What is expected:
Which lines in the rows below contain the string "horse"? Copy each of them in full, and count a match only when the case is the same.

Exercise data:
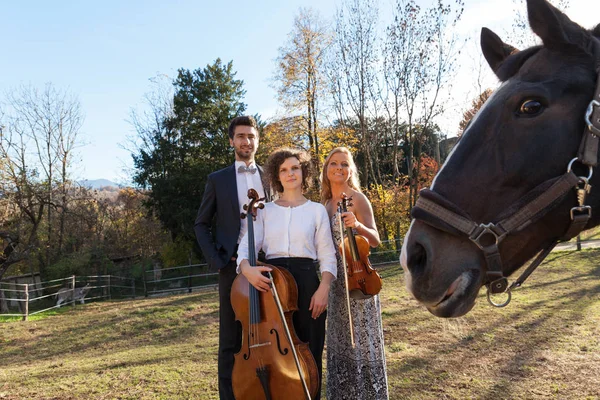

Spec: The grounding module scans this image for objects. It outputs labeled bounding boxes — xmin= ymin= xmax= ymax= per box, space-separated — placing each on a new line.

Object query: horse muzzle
xmin=400 ymin=220 xmax=485 ymax=318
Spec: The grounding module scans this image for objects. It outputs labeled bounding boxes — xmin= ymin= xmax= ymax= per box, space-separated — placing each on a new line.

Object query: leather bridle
xmin=412 ymin=68 xmax=600 ymax=307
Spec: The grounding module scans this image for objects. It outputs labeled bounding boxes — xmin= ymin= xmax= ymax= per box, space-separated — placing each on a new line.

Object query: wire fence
xmin=0 ymin=275 xmax=136 ymax=321
xmin=0 ymin=241 xmax=401 ymax=321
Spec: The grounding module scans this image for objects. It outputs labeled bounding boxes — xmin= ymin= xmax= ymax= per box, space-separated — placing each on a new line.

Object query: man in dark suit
xmin=194 ymin=116 xmax=268 ymax=400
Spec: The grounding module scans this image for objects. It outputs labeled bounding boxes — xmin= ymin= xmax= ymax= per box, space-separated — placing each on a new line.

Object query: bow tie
xmin=238 ymin=165 xmax=256 ymax=174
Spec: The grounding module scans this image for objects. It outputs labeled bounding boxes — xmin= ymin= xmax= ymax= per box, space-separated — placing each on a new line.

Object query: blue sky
xmin=0 ymin=0 xmax=600 ymax=182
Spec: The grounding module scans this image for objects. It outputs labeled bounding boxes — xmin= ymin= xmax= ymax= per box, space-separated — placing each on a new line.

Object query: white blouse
xmin=237 ymin=200 xmax=337 ymax=277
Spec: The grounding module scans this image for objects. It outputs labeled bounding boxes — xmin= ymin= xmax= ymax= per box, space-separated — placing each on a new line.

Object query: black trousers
xmin=218 ymin=261 xmax=242 ymax=400
xmin=266 ymin=258 xmax=327 ymax=400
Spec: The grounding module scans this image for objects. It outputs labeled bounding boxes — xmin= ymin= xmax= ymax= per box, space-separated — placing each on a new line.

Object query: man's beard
xmin=235 ymin=149 xmax=254 ymax=161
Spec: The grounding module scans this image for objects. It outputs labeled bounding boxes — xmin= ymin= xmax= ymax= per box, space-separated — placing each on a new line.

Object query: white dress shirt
xmin=237 ymin=200 xmax=337 ymax=277
xmin=235 ymin=161 xmax=265 ymax=243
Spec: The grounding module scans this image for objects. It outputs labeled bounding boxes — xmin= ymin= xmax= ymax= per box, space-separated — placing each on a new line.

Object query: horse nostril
xmin=406 ymin=243 xmax=427 ymax=275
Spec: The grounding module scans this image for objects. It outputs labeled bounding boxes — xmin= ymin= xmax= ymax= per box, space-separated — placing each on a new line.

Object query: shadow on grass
xmin=384 ymin=251 xmax=600 ymax=399
xmin=0 ymin=292 xmax=218 ymax=367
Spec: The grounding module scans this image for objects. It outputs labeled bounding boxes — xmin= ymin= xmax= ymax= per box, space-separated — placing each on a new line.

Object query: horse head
xmin=400 ymin=0 xmax=600 ymax=317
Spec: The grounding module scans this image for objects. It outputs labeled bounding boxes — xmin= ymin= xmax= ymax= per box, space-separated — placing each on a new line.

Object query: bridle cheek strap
xmin=411 ymin=66 xmax=600 ymax=307
xmin=413 ymin=171 xmax=587 ymax=294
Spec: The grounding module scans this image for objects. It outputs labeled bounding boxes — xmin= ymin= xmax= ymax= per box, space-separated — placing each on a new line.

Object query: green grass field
xmin=0 ymin=250 xmax=600 ymax=400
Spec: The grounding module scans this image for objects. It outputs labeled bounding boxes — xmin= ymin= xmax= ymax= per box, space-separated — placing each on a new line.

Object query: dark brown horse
xmin=400 ymin=0 xmax=600 ymax=317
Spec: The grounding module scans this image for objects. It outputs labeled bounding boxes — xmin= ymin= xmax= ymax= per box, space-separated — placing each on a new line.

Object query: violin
xmin=338 ymin=193 xmax=381 ymax=299
xmin=231 ymin=189 xmax=319 ymax=400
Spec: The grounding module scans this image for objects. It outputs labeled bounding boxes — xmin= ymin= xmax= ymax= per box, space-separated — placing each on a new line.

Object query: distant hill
xmin=78 ymin=179 xmax=119 ymax=189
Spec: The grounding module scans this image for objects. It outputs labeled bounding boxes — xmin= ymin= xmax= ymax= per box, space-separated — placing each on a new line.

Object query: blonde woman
xmin=321 ymin=147 xmax=388 ymax=400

Response to this task:
Object query: horse muzzle
Object query: horse nostril
Object query: horse head
Object query: dark brown horse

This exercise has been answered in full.